[start DATA FOR THIS EXERCISE]

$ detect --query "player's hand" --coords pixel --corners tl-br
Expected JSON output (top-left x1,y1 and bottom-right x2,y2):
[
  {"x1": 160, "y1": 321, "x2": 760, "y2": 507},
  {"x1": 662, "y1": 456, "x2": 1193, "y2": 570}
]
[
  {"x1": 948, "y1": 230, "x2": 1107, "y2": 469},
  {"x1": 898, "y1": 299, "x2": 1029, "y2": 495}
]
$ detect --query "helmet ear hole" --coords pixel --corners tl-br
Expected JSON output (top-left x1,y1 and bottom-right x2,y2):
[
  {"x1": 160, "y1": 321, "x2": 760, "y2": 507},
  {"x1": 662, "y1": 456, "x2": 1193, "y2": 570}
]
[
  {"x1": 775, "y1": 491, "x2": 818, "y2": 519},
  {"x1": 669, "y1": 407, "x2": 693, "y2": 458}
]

[end DATA FOR THIS EXERCISE]

## GIVEN TASK
Copy out all of the data above, swapping each "Expected JSON output" for "Reference JSON output" and leaving everything else unchanged.

## SOLUTION FOR THIS TASK
$ detect --query "player's hand" --coords pixel --corners tl-br
Reference JSON output (top-left x1,y1 and bottom-right x2,y2):
[
  {"x1": 160, "y1": 321, "x2": 760, "y2": 507},
  {"x1": 662, "y1": 456, "x2": 1193, "y2": 570}
]
[
  {"x1": 948, "y1": 230, "x2": 1107, "y2": 469},
  {"x1": 898, "y1": 299, "x2": 1029, "y2": 495}
]
$ detect --query "helmet ear hole" --coords pixel --corners tl-br
Reference JSON output (top-left x1,y1 and bottom-right x2,y2):
[
  {"x1": 160, "y1": 321, "x2": 760, "y2": 507},
  {"x1": 662, "y1": 456, "x2": 1193, "y2": 570}
]
[
  {"x1": 775, "y1": 491, "x2": 818, "y2": 519},
  {"x1": 669, "y1": 407, "x2": 693, "y2": 458}
]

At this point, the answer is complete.